▶ GIVEN TASK 1
Answer these questions using the review of Sideways:
(a) According to the review, where does Payne's genius lie?
(b) Who plays Miles?
(c) What does Jack do at present?
▶ GIVEN TASK 2
Translate this sentence from the review of Sideways into Spanish: "He desperately wants to relish life’s sweet aftertastes but has lost the drive to do so."
▶ GIVEN TASK 3
From the review of Sideways, output the part between "Here, Payne moves" and "into his depression.", inclusive.

Wednesday, February 23, 2005
IN FOCUS: SIDEWAYS
In fact, putting his characters in a microcosmic environment works remarkably well with his audiences, at least, on the intellectual level. Emotionally, the film does little to invoke it until the story catches up on the characters’ undoing in the end. Payne’s greatest gift is after all, not in melodrama, or in dragging the character’s drudgery until the audience is too incensed to sympathize. On the contrary, his genius is in spinning metaphors and ironies into fine jabs of acerbic storytelling.
In Sideways, as in Election¸ the characters take centerstage. In the former, Miles, played sensitively by Paul Giamatti, is an introvertedly depressive failed author with a knack for fine pinot noir. Thomas Hayden Church, on the other hand, plays Jack, a derelict television mainstay who at present does voice-overs for commercials. As Jack’s impending marriage looms closer, Miles takes him on a drive down California’s winery for a week of booze and golf.
Here, Payne moves us closer to his characters as they alternately nurse their follies, pretenses and in Jack’s words, “plight”. Miles is hopelessly conflicted. He equates well with pinot, that species of wine grapes which in his words “are very hard to grow” but sweetens as it ages. He desperately wants to relish life’s sweet aftertastes but has lost the drive to do so. As a result, he plunges ever deeper into his depression.

▶ DATASET
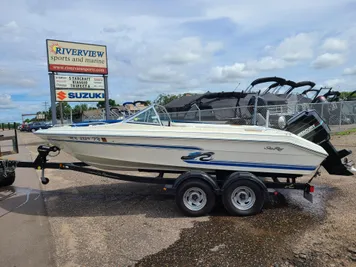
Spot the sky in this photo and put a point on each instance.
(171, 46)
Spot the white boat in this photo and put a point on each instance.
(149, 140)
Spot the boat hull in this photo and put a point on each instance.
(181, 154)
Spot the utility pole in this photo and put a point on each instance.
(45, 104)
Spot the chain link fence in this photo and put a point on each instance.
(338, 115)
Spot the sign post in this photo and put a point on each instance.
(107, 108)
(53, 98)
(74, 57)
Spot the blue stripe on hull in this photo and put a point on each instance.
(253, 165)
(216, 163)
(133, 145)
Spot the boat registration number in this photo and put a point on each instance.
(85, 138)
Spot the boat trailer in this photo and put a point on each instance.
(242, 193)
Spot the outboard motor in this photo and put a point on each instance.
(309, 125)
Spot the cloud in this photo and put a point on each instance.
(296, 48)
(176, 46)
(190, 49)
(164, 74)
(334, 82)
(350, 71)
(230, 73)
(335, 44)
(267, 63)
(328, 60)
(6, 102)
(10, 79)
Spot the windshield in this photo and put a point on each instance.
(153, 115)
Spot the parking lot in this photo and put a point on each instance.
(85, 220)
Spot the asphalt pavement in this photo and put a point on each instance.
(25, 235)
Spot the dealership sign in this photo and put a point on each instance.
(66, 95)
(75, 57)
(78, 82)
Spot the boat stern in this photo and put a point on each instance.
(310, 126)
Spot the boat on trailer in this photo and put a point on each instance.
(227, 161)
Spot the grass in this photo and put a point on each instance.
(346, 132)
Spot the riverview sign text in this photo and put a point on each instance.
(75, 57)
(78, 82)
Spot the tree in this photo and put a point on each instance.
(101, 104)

--

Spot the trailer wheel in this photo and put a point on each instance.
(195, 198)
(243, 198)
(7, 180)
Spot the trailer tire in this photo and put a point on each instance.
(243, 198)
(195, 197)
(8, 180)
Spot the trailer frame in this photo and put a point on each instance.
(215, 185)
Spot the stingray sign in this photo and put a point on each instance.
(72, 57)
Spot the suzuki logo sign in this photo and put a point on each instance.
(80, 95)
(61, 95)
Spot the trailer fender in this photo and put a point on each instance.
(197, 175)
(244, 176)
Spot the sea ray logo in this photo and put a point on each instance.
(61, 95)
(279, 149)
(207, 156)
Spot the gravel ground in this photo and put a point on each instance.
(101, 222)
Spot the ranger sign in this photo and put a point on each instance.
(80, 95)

▶ FULL RESPONSE 1
(a) In spinning metaphors and ironies into fine jabs of acerbic storytelling.
(b) Paul Giamatti.
(c) He does voice-overs for commercials.

▶ FULL RESPONSE 2
Desea desesperadamente saborear los dulces regustos de la vida, pero ha perdido el impulso para hacerlo.

▶ FULL RESPONSE 3
Here, Payne moves us closer to his characters as they alternately nurse their follies, pretenses and in Jack’s words, “plight”. Miles is hopelessly conflicted. He equates well with pinot, that species of wine grapes which in his words “are very hard to grow” but sweetens as it ages. He desperately wants to relish life’s sweet aftertastes but has lost the drive to do so. As a result, he plunges ever deeper into his depression.